───── DATA RECORDS

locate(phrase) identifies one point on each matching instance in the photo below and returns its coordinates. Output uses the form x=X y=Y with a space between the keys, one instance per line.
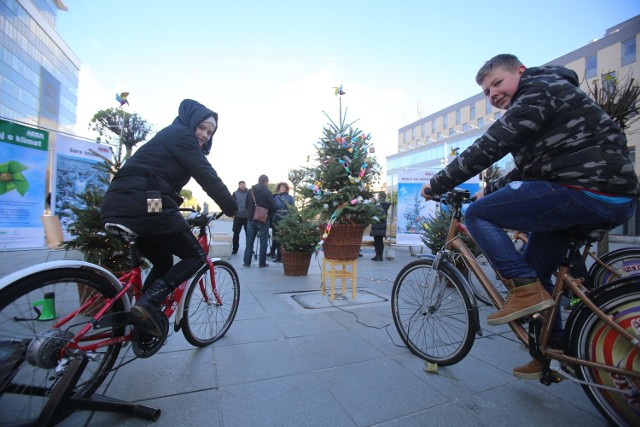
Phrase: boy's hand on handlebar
x=426 y=192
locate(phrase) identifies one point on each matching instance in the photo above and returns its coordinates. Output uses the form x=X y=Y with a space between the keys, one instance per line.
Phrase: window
x=628 y=51
x=609 y=82
x=591 y=67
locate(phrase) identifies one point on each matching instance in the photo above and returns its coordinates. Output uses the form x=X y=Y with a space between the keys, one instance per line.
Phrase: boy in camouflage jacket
x=572 y=167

──────────

*WHAT IS ASKED:* Can you rewrite all of the data above line by line, multiplying each x and y coordinate by 1.45 and rounding to a whole number, with halves rounded up? Leave the picture line out.

*RESPONSE FOR THIS EXERCISE:*
locate(phrase) identifies one point on each matching instance in the photo below and returns its coordinates. Output uses the form x=X y=Y with a space between the keys, one instance per line.
Phrase: boy's hand on handlebar
x=618 y=278
locate(phrase) identifies one point on each matching instance in the photo above and returns its coordinates. Output uses the form x=X y=Y with a space between the keys, one instance per line.
Phrase: window
x=911 y=74
x=883 y=119
x=857 y=97
locate(phrase) identifies one point on each matching instance in the photo above and returns its coordinates. Output uses the form x=X y=Y with a space between the keys, one instance per line.
Phrase: boy in camouflage jacket
x=829 y=242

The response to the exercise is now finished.